┏━━

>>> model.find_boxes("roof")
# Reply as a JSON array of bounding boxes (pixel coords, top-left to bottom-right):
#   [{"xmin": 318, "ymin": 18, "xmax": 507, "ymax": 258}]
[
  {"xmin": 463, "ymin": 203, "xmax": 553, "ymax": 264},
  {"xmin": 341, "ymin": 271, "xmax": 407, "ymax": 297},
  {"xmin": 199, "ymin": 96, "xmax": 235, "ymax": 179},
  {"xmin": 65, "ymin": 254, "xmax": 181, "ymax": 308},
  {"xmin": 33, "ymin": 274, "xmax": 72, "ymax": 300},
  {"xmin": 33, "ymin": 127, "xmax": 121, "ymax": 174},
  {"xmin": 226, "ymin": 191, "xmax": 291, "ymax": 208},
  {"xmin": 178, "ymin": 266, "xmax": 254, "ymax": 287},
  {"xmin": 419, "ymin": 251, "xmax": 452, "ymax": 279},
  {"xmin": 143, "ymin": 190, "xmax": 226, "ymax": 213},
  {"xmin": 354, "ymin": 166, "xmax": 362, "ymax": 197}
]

┗━━

Please update these lines so that "roof" becomes "rooftop" wherever it appears, with everything else left the same.

>>> model.find_boxes("rooftop")
# Reply as a JSON array of bounding boxes (pixel coords, top-left to bottom-right):
#   [{"xmin": 318, "ymin": 18, "xmax": 507, "ymax": 258}]
[
  {"xmin": 463, "ymin": 203, "xmax": 553, "ymax": 264},
  {"xmin": 341, "ymin": 271, "xmax": 407, "ymax": 297},
  {"xmin": 199, "ymin": 96, "xmax": 235, "ymax": 179},
  {"xmin": 65, "ymin": 254, "xmax": 181, "ymax": 308},
  {"xmin": 33, "ymin": 274, "xmax": 72, "ymax": 300},
  {"xmin": 33, "ymin": 127, "xmax": 121, "ymax": 174},
  {"xmin": 226, "ymin": 191, "xmax": 291, "ymax": 208},
  {"xmin": 178, "ymin": 266, "xmax": 254, "ymax": 287},
  {"xmin": 419, "ymin": 251, "xmax": 452, "ymax": 279},
  {"xmin": 143, "ymin": 190, "xmax": 226, "ymax": 213},
  {"xmin": 354, "ymin": 166, "xmax": 362, "ymax": 197}
]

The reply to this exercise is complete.